(DATA SHOWN begins)
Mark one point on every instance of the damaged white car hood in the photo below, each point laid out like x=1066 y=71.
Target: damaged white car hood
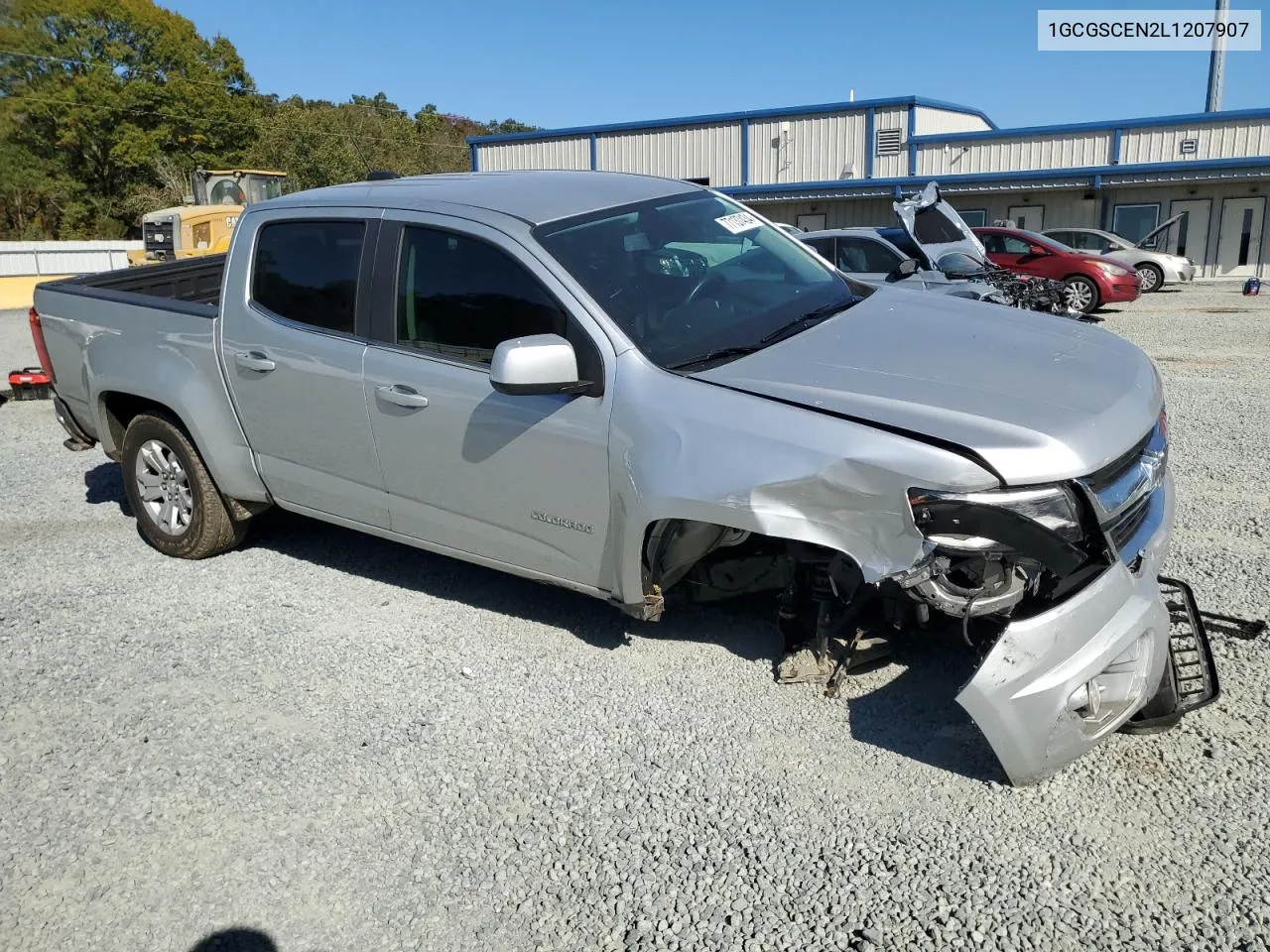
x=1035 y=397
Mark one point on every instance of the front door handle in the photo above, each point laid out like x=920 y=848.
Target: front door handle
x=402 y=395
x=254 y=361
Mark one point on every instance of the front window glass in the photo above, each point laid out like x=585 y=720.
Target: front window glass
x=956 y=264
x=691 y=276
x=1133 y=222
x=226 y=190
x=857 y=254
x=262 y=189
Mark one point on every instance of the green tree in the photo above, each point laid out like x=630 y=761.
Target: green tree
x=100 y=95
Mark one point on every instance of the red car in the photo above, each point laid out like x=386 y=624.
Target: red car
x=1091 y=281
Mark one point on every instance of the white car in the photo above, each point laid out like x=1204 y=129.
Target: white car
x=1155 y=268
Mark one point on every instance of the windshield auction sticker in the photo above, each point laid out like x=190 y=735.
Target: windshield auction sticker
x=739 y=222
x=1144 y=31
(DATA SHOWN ends)
--- EXERCISE DIRECTIONS ---
Output only the lines that run from the one containing "Target: front door handle" through the last line of the material above, both included.

--- ANSWER SPACE ---
Target: front door handle
x=402 y=395
x=254 y=361
Mark one point on every instance of the front window glass in the photo above, each point laid out like x=585 y=720.
Target: front window glass
x=956 y=264
x=691 y=276
x=1133 y=222
x=226 y=190
x=857 y=254
x=262 y=189
Mark one point on every instance of the green tree in the photo above, each point laid out like x=630 y=761.
Target: green tree
x=100 y=95
Mark one point on every instance of the red car in the photo above, each point laid out like x=386 y=624.
Target: red car
x=1091 y=281
Mark one point on every instance of the white car in the photo above, each point laid out like x=1204 y=129.
Target: white car
x=1155 y=268
Mark one point on every instance of the windshield auction sticker in the photo above, each point laid out like x=190 y=735.
Target: windshield auction sticker
x=739 y=222
x=1144 y=31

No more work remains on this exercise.